:: WHAT NEEDS TO BE DONE ::
Rewrite each of the rows below with "dropping a marker" changed to "placing a pin" wherever it appears, keeping all other text the same.

** BEGIN RECORDS FOR THIS EXERCISE **

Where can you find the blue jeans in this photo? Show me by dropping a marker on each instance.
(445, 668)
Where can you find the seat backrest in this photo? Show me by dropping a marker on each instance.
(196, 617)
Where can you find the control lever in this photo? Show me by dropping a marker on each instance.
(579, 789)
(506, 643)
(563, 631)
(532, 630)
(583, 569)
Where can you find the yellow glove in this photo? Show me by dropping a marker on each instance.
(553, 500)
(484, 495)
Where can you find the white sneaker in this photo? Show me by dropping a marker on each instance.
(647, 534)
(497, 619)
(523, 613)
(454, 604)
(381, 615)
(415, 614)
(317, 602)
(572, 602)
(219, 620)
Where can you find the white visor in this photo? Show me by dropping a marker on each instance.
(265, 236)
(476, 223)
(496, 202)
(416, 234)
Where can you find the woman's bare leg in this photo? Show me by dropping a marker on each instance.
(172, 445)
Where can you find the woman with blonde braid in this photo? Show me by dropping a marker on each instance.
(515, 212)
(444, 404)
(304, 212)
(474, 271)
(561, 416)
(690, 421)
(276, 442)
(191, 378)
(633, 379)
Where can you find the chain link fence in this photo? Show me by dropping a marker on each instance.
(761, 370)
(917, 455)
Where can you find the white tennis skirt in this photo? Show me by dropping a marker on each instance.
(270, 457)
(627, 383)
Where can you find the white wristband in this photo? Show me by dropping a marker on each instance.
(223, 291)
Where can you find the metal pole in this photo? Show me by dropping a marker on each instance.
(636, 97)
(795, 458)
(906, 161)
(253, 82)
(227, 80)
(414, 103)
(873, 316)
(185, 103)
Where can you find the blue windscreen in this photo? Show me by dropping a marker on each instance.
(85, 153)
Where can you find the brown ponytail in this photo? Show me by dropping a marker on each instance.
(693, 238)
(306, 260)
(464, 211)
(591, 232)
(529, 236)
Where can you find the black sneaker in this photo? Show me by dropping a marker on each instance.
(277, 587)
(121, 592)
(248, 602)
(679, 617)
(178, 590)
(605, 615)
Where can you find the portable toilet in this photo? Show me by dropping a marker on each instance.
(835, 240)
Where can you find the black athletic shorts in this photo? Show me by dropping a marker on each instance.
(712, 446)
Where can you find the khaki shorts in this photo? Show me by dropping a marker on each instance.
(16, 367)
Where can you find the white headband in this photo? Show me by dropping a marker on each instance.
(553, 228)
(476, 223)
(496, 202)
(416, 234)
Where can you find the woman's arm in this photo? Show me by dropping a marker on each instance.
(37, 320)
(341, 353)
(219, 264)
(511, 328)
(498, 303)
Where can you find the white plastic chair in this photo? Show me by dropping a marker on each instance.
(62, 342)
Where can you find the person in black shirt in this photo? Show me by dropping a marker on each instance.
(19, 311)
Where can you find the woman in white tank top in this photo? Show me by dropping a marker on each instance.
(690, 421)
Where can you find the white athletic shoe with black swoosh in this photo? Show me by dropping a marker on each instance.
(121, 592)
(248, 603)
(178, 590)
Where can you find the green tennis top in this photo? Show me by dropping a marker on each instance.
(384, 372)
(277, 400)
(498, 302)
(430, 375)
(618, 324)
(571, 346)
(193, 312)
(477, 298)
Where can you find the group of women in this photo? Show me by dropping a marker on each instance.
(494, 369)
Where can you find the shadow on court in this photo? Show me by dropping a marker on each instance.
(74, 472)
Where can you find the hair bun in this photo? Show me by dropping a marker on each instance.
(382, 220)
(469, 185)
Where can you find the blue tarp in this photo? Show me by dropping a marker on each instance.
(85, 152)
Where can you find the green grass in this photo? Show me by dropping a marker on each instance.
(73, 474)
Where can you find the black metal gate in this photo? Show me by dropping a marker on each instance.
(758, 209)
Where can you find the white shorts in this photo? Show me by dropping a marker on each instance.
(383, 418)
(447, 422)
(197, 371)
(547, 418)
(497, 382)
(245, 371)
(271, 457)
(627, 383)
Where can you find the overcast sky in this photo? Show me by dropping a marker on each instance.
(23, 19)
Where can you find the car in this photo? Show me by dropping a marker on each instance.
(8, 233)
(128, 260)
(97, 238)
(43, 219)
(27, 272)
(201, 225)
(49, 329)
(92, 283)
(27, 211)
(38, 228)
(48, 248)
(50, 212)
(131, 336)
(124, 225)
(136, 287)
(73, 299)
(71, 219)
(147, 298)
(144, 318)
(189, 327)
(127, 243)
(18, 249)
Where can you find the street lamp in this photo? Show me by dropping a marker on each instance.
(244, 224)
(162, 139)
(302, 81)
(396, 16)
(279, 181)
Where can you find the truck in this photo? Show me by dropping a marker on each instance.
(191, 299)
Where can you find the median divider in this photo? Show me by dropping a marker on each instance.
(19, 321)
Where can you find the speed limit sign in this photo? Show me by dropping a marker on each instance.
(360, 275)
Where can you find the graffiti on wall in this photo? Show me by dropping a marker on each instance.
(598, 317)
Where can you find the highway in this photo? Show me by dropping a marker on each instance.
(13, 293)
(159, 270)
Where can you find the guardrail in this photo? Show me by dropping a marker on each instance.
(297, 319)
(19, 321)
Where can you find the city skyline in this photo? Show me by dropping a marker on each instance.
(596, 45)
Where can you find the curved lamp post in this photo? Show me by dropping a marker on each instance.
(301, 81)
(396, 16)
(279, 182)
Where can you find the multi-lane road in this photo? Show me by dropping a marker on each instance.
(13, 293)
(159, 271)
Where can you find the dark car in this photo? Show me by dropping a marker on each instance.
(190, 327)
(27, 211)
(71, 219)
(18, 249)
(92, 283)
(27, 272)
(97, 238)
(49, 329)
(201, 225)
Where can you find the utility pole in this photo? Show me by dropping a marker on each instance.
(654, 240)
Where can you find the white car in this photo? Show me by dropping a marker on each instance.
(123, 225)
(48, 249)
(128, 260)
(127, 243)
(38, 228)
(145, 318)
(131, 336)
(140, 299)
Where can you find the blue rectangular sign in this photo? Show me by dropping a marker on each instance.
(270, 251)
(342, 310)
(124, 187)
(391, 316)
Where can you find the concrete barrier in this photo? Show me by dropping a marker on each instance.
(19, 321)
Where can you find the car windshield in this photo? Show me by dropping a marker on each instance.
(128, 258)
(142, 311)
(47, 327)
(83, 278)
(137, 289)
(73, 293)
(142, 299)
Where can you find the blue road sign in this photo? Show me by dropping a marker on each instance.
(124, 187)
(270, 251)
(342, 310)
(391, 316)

** END RECORDS FOR THIS EXERCISE **

:: EXERCISE RESPONSE ::
Where can you find the blue jeans in this photo? Show me by placing a pin on each instance.
(445, 668)
Where can you find the seat backrest in this photo? Show me by placing a pin on each instance.
(196, 617)
Where can you find the control lever in this photo? Show me by placing a pin on each instance.
(579, 789)
(506, 643)
(563, 631)
(532, 630)
(583, 569)
Where can you find the yellow glove in this photo? Show me by placing a pin on each instance.
(553, 500)
(484, 495)
Where can you find the white sneaker in this photo? Show me by placing a pin on each instance.
(647, 534)
(497, 619)
(523, 613)
(454, 604)
(381, 615)
(415, 614)
(317, 602)
(572, 602)
(219, 620)
Where can you find the white visor in this photo? Show me by placing a pin on each instance.
(265, 236)
(476, 223)
(496, 202)
(416, 234)
Where can you find the woman's bare leg in this photo? Show me by placing a pin on each instance.
(172, 445)
Where can you find the woman with blonde braid in this photo? Show me by placing a pin on each instance.
(515, 212)
(444, 404)
(304, 212)
(474, 271)
(561, 416)
(690, 421)
(276, 442)
(191, 378)
(633, 379)
Where can you find the chain link fence in this photo? Show me by placing a pin on each instance.
(761, 370)
(917, 455)
Where can you find the white tennis skirt in this photo? Show me by placing a pin on each instance.
(270, 457)
(627, 383)
Where can you find the white wristband in this photo? Show me by placing a pin on each instance.
(223, 291)
Where can you find the metal pole in this photo? Show me by placing a pin on each instance.
(636, 97)
(795, 458)
(906, 161)
(253, 82)
(227, 80)
(414, 103)
(873, 316)
(185, 103)
Where can you find the blue windscreen in this photo? Show me by placing a pin on each instance.
(85, 153)
Where can you find the brown ponytail in this photo? Show me by placing a pin on each instance.
(693, 238)
(306, 260)
(464, 211)
(591, 232)
(529, 236)
Where can you find the black sneaker in this photo? Show me by placing a pin on each instance.
(277, 587)
(121, 592)
(248, 602)
(679, 617)
(178, 590)
(605, 615)
Where can you find the portable toilet in this photo? Show me by placing a pin on each instance.
(835, 240)
Where can you find the black athletic shorts in this photo? Show me by placing a pin on each instance.
(712, 446)
Where can you find the khaki shorts in this photo? Show me by placing a pin on each instance.
(16, 367)
Where can you find the white headband in this photo? Show me by placing a pin on each instance.
(553, 228)
(476, 223)
(496, 202)
(416, 234)
Where can you find the woman's arm in this photo? Show me by placing a pin on each instance.
(37, 320)
(341, 353)
(219, 264)
(511, 328)
(498, 303)
Where can you find the white plastic chair in this photo? Show me by placing a pin on each instance.
(62, 342)
Where can you find the person in black shirt in this photo? Show me by placing a pin on each instance.
(19, 311)
Where can you find the woman in white tank top in this photo? Show me by placing a pin on each instance.
(690, 421)
Where can you find the white athletic shoe with black swoosh in this photo? Show me by placing a pin on each instance.
(121, 592)
(248, 603)
(178, 590)
Where can you find the green tennis top in this photo? Show me by placing a pin on each instance.
(384, 372)
(277, 400)
(498, 302)
(430, 375)
(618, 324)
(571, 346)
(193, 312)
(477, 298)
Where can you find the group of women in this photo? Show me by placing a pin on each instance.
(494, 369)
Where can you find the shadow on court in this photo? Show me by placing a pin on each instance.
(74, 472)
Where can you find the hair bun in this photo? Show me by placing a pin on each instance.
(382, 220)
(469, 185)
Where can you find the blue tarp in this photo? Show me by placing a pin on each instance.
(85, 152)
Where can you find the green grass in this photo? Show me by placing a pin on each instance.
(73, 474)
Where can you find the black metal gate in this photo? Show me by placing a pin on each instance.
(758, 209)
Where can you find the white shorts in this photo? Show me by placing a pin on each instance.
(383, 418)
(447, 422)
(197, 371)
(547, 418)
(497, 382)
(245, 371)
(271, 457)
(627, 383)
Where can you find the overcast sky in this photo? Show me by placing a pin on each instance.
(23, 19)
Where can you find the car in this photo? Show me by placing a pin on each instance.
(8, 233)
(128, 260)
(97, 238)
(43, 219)
(27, 272)
(201, 225)
(49, 329)
(92, 283)
(27, 211)
(38, 228)
(48, 248)
(50, 212)
(131, 336)
(124, 225)
(136, 287)
(73, 299)
(71, 219)
(147, 298)
(144, 318)
(189, 327)
(127, 243)
(18, 249)
Where can you find the street lamp in this photo? Show me by placing a pin on each instance.
(244, 224)
(162, 139)
(302, 81)
(396, 16)
(279, 181)
Where can you find the truck in this photo? Show me by placing a pin on each instance.
(191, 299)
Where can you find the median divider in this photo? Show me by placing a pin on each instance.
(19, 321)
Where can you find the speed limit sign in this photo? Show me by placing a pin on each instance.
(360, 275)
Where can you find the graffiti on wall in this photo? Show me by placing a pin on each instance.
(598, 317)
Where can you find the highway in this photo? Show me by placing a pin on each instance.
(13, 293)
(159, 270)
Where can you find the guardrail in this photo? Show me by placing a pin on each instance.
(297, 319)
(19, 321)
Where can you find the city skyline in this photo? Show me by placing a pin on each instance.
(596, 45)
Where can you find the curved lamp post in this photo? Show me by placing a pin on each instance.
(301, 81)
(396, 16)
(279, 182)
Where can you find the multi-lane road in this photo? Show me by placing a pin on each instance.
(13, 293)
(159, 271)
Where can you find the dark car in this photo? Show me by placing a pin on each instance.
(190, 327)
(27, 211)
(71, 219)
(18, 249)
(92, 283)
(27, 272)
(97, 238)
(49, 329)
(201, 225)
Where can you find the utility pole in this photo? Show me by placing a pin on each instance.
(654, 240)
Where can you find the white car in this photo? Show me by placing a pin on each instance.
(123, 225)
(48, 249)
(128, 260)
(127, 243)
(38, 228)
(145, 318)
(131, 336)
(140, 299)
Where can you find the blue rectangular sign in this photo? Show me by placing a pin on each instance.
(270, 251)
(342, 310)
(124, 187)
(391, 316)
Where can you find the concrete barrier in this photo? Show me by placing a pin on each instance.
(19, 321)
Where can you find the car windshield in this photo? Show me by placing a pin on each instance.
(128, 258)
(142, 311)
(47, 327)
(83, 278)
(137, 289)
(73, 293)
(142, 299)
Where can you find the blue road sign in this photo? Show me by placing a pin on each instance.
(124, 187)
(270, 251)
(342, 310)
(391, 316)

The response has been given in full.